• WHAT THE TASK ASKS
In the Old Rag winter advice, how much colder does Old Rag typically run than the surrounding lowlands?

• DOCUMENT TEXT
-------
Monday, January 28, 2013
Monday, January 14, 2013
My First PATC Trail Patrol 2013
WINTER ADVICEOLD RAG IS WILDERNESS BACK COUNTRY
PLEASE PLAN, PREPARE, AND BEHAVE ACCORDINGLY!
Folks its winter time on Old Rag. Expect icy conditions. Keep in mind that Old Rag will typically have temperatures around 10 degrees lower than the surrounding lowlands. Even if there is no snow at the Old Rag parking lot you should consider whether you might need to at least carry some type of micro traction devices for your feet. The coldest average temperatures occur around a month after the Winter Solstice or around January 21st. Of course that is just the average. We can have mid-sixty degree weather in January just as we can have snow in April. You can obtain the weather forecast for above 2,000 feet from the SNP website.
FEWER HIKERS AND SNP STAFF AVAILABLE IN WINTER
While there may still be hikers on Old Rag in the winter their numbers are generally greatly reduced. There will be greatly reduced odds that a passing good Samaritan will stop and help. SNP has substantially reduced staffing levels during the winter months.
Rescue teams are not going to respond until conditions are safe for them to do so. Do not expect them to risk the roads or trails in the middle of an all out blizzard. Winter weather conditions means there will be far fewer days on which a non-ambulatory injury can be extracted by helicopter. Non-ambulatory injuries will need to be carried out by humans if the helicopter can not be used. Even in good weather, injuries reported late in the day will often need to shelter in place until the next morning. Are you and your party prepared to shelter in place for the evening? This is back country not a city park. Plan with the thought that you may need to self-rescue. If you and your group can get youself out in less than eight hours there is agood chance it will be your fastest way home. That said, there are park, volunteer, and good Samaritan resources that will respond when they feel it is safe for them to do so. Good rules of thumb for response times during good conditions are, 4-12 hours for first responders to arrive at a non-ambulatory patient's location and 6-24 hours until the patient is loaded into a vehicle for transport to a front country medical facility.
-------
• ENTRIES PROVIDED
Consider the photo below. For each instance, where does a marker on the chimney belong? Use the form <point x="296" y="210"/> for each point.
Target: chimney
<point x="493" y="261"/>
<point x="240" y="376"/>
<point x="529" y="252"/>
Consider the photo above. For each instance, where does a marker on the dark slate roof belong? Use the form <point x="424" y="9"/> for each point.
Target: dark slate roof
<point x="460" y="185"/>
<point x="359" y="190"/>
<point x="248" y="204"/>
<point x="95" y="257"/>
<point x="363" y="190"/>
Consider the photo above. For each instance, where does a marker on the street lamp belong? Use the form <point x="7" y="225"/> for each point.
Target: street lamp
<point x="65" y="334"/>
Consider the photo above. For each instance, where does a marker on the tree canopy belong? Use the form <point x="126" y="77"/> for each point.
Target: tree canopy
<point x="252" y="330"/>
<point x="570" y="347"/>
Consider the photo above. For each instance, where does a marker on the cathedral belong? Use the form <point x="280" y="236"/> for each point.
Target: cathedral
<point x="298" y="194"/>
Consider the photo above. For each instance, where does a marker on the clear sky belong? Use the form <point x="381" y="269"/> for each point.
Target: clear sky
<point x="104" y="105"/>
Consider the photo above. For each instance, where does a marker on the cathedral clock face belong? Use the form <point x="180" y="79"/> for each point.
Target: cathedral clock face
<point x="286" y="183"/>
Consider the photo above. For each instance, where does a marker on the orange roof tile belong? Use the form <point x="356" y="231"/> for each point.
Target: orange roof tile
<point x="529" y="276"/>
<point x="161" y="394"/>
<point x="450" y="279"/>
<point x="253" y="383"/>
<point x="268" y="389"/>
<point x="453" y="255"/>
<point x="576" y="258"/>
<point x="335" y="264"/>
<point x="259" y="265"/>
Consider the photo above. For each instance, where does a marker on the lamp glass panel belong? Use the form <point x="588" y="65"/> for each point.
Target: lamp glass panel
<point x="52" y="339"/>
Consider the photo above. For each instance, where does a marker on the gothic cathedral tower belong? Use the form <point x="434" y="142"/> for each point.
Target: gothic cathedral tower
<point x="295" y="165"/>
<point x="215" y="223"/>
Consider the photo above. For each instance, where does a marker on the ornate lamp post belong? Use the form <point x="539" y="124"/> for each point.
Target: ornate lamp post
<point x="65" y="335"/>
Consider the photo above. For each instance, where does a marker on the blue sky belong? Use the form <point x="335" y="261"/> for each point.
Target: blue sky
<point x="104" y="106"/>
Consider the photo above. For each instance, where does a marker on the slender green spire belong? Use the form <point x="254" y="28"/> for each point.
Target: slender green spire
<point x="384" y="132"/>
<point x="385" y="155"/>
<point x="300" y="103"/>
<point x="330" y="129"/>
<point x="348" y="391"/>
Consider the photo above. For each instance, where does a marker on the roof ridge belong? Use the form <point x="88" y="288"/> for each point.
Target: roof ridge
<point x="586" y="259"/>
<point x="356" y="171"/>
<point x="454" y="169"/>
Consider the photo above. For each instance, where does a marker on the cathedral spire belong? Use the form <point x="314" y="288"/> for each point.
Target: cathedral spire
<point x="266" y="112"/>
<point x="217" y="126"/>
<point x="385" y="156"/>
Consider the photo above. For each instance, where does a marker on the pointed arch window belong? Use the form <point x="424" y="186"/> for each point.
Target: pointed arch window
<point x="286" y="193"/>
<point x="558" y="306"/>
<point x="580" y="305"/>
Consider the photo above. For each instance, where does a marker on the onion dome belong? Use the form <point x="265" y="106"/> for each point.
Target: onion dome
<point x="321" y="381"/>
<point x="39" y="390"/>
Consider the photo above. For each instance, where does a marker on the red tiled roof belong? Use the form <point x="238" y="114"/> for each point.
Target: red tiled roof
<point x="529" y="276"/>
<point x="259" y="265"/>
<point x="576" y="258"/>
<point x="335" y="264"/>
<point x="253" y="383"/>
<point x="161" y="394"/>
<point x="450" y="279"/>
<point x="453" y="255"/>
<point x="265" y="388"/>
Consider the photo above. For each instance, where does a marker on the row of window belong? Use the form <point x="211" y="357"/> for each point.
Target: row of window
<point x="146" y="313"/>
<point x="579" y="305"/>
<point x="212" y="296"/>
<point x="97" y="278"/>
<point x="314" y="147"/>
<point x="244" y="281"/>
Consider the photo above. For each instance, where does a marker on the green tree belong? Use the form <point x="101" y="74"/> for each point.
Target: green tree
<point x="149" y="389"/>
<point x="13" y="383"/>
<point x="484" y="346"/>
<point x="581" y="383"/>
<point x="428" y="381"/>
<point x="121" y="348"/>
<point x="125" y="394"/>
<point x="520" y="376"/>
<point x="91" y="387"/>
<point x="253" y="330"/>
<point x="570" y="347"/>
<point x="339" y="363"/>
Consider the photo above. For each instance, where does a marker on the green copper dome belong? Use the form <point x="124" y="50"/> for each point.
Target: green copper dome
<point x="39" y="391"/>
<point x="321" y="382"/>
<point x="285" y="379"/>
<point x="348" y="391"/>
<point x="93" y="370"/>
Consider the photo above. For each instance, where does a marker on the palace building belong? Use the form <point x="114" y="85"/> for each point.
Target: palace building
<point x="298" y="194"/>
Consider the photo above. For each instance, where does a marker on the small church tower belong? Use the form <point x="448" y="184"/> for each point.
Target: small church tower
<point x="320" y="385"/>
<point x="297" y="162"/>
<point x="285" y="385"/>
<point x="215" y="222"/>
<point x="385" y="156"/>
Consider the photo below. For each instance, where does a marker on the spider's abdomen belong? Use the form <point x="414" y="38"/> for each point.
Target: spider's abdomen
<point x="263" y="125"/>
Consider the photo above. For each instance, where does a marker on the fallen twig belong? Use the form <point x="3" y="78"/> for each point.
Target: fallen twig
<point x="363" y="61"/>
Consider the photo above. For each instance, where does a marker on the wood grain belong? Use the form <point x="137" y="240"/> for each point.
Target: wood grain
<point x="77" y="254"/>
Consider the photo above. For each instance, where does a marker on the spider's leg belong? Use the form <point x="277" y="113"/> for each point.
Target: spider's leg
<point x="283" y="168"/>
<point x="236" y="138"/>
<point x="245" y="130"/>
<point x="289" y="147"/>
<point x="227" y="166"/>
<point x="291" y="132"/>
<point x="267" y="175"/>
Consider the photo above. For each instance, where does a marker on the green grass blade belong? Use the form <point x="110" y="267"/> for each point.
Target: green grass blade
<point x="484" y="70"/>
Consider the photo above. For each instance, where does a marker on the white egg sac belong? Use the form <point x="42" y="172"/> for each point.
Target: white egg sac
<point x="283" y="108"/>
-------
• OUTPUT FOR THIS EXERCISE
Around 10 degrees lower.